Все же, видимо, есть необходимость хотя бы пунктирно очертить контур реальных событий — так читателю будет легче оценить угол расхождения между ними и вымыслом, что, в свою очередь, прояснит позиции Сальмана Рушди.
…Генерал Айюб Хан захватил власть в стране в октябре 1958 года. Он стер с лица пакистанской земли те демократические институты, которые начинали было строиться, произвел себя в фельдмаршалы, прижал непокорных белуджей — горцев из Немыслимых гор — и к девятому году правления завоевал всеобщую ненависть — хотя причины недовольства его делами были достаточно разнообразны. Волна недовольства достигла размеров девятого вала.
Мухаммед А. передал бразды правления генералу Яхья Хану — тому самому Пуделю, который к 1970-му вынужден был объявить выборы — акцию, диковинную для Пакистана и описанную в «Стыде» не столько гротесково, сколько реалистически, — на них убедительную победу одержала Пакистанская народная партия, возглавляемая Зульфикаром Али Бхутто. Но Бхутто одержал победу в Западном Пакистане, а в Восточном победила Народная лига под руководством шейха Муд-жибура Рахмана, потребовавшая автономии для восточного крыла, превосходившего западное крыло численностью населения, но нещадно эксплуатируемого меньшим крылом.
Ответом на требования Восточного Пакистана был военный удар Западного. Девять месяцев длилась кровопролитная война — до декабря 1971 года, когда на помощь Дакке пришла Индия, и через две недели пакистанская армия капитулировала, потеряв в бесславной кампании половину морского флота, четверть воздушного, треть наземных войск.
Пройдет немного времени — в Бангладеш произойдет военный переворот, шейх Муджи-бур Рахман будет убит (вместе с многочисленным семейством), страна вступит в долгий период нестабильности. А в усеченном Пакистане к власти придет более или менее законно избранное правительство во главе с Зульфикаром Али Бхутто; Пакистан получит конституцию, трудовое законодательство, земельную реформу и некоторые другие цивилизованные новации.
Трагическая ошибка Бхутто — его уверенность в том, что армия деморализована и опозорена, а значит, эпохе военных диктатур больше не бывать.
Он лично назначил на пост начальника генерального штаба безвестного и безродного офицера Зия-уль-Хака. 5 июня 1977 года Зия-уль-Хак совершил государственный переворот и отстранил от власти Бхутто. Вскоре Бхутто был арестован по явно сфабрикованному обвинению в соучастии в политическом убийстве и после долгого судебного фарса повешен. Есть и другая версия: он умер от пыток.

....................

Условие задания ▸
Назовите дату, когда, согласно приведенному отрывку, Зия-уль-Хак совершил государственный переворот. Записи никак не связаны с приведенным отрывком.

Записи, взятые из коллекции ▸

....................

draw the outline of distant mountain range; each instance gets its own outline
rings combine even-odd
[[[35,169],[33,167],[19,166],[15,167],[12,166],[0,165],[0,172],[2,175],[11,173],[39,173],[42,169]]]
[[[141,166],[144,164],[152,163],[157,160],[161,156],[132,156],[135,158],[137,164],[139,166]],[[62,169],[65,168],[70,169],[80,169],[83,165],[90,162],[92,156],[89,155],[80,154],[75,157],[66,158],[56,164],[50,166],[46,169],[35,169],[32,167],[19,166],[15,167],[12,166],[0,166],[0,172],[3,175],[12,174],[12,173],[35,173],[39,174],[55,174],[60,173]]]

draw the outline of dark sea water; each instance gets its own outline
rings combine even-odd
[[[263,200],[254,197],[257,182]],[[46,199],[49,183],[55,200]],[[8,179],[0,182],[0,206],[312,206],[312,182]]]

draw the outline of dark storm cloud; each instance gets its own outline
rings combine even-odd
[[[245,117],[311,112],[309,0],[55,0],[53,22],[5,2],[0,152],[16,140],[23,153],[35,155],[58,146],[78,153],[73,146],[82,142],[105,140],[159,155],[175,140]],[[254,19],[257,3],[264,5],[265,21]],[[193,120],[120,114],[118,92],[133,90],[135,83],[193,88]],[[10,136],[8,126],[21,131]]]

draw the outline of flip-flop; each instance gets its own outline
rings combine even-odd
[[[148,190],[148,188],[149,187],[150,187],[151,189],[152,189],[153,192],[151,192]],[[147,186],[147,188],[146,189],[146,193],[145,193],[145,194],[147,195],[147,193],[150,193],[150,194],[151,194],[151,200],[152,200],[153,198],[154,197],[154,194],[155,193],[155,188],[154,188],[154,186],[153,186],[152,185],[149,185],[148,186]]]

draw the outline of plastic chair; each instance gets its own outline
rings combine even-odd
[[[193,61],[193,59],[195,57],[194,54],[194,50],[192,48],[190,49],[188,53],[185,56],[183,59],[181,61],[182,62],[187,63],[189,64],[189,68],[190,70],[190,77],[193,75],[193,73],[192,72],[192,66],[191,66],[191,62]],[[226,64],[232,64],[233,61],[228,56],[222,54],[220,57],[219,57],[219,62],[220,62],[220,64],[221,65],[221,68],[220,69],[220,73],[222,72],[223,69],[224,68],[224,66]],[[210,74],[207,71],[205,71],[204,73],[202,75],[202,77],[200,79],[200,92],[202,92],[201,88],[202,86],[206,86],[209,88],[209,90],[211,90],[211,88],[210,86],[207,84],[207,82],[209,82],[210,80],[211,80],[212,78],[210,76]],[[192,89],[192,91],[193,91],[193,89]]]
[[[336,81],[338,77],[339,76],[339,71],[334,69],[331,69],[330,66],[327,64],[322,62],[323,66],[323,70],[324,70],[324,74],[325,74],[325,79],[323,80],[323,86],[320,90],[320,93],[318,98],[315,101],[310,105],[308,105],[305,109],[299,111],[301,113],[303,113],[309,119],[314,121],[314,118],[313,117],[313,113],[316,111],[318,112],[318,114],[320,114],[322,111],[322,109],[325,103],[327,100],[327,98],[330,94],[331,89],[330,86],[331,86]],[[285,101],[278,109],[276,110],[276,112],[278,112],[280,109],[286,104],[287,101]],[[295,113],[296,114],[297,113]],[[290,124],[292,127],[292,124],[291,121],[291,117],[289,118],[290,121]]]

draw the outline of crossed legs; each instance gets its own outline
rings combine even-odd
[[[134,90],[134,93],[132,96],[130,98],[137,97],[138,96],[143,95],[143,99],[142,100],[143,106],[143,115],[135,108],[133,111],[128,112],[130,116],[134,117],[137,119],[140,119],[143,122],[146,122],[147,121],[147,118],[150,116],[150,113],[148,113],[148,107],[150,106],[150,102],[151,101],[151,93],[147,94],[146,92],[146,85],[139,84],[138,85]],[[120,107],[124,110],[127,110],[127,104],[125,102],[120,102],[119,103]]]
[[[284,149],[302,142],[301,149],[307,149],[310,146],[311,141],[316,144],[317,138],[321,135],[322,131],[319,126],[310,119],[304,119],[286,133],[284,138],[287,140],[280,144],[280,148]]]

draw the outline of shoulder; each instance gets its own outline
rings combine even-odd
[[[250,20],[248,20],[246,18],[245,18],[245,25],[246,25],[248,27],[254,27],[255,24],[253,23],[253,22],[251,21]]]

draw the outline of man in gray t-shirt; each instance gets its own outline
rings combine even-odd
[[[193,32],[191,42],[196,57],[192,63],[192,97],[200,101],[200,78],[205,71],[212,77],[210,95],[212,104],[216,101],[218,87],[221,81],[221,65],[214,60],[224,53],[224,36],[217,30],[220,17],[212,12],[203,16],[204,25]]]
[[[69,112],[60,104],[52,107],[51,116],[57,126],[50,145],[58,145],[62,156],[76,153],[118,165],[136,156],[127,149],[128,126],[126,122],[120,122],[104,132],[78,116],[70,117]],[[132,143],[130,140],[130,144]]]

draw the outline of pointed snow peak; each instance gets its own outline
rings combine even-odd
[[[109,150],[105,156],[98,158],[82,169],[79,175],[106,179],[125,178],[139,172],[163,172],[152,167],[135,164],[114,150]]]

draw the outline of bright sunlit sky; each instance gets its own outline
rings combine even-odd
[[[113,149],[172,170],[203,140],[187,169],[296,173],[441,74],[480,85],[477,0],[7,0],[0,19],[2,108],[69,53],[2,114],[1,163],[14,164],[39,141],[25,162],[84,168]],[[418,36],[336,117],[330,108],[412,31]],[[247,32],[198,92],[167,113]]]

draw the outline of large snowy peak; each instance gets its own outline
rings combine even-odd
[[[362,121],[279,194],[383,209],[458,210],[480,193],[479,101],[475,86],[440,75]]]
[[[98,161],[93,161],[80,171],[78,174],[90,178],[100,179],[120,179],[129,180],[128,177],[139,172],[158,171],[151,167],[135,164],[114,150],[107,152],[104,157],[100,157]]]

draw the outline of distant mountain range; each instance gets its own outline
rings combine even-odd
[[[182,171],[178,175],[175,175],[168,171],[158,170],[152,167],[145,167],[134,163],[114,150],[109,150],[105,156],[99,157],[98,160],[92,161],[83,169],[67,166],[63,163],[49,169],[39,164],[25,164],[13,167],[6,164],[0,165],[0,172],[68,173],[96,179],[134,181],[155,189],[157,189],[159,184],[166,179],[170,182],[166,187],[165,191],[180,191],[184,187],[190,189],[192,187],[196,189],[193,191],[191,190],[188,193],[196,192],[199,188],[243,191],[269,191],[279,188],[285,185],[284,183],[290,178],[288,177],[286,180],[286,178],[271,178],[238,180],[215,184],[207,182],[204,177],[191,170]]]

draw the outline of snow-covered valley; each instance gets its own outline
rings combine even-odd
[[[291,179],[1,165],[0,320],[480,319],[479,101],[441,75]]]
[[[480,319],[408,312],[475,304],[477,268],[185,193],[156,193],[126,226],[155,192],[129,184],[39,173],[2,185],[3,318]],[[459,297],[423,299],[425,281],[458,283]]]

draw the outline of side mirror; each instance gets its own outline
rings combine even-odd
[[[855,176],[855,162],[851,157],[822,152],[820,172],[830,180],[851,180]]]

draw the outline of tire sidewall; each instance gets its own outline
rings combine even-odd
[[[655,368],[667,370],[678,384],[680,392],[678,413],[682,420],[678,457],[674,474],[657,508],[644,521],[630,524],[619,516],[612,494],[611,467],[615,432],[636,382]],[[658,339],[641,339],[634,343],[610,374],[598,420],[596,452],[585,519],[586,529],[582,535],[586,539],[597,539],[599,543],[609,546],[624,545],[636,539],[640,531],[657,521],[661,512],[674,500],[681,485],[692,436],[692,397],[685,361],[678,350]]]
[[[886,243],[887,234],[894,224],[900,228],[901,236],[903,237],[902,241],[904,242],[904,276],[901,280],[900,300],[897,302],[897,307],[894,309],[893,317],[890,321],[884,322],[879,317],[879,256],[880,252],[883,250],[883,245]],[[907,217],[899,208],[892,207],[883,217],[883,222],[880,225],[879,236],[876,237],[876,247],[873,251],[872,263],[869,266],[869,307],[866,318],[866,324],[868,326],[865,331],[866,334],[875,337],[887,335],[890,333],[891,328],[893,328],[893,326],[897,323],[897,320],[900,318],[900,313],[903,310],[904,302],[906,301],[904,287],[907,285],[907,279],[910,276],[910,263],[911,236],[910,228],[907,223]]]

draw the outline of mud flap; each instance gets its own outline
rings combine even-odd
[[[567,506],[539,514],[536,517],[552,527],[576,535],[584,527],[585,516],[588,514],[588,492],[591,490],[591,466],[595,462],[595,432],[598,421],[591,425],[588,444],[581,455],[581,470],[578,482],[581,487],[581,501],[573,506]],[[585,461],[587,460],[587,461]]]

....................

Ответ на задание ▸
5 июня 1977 года.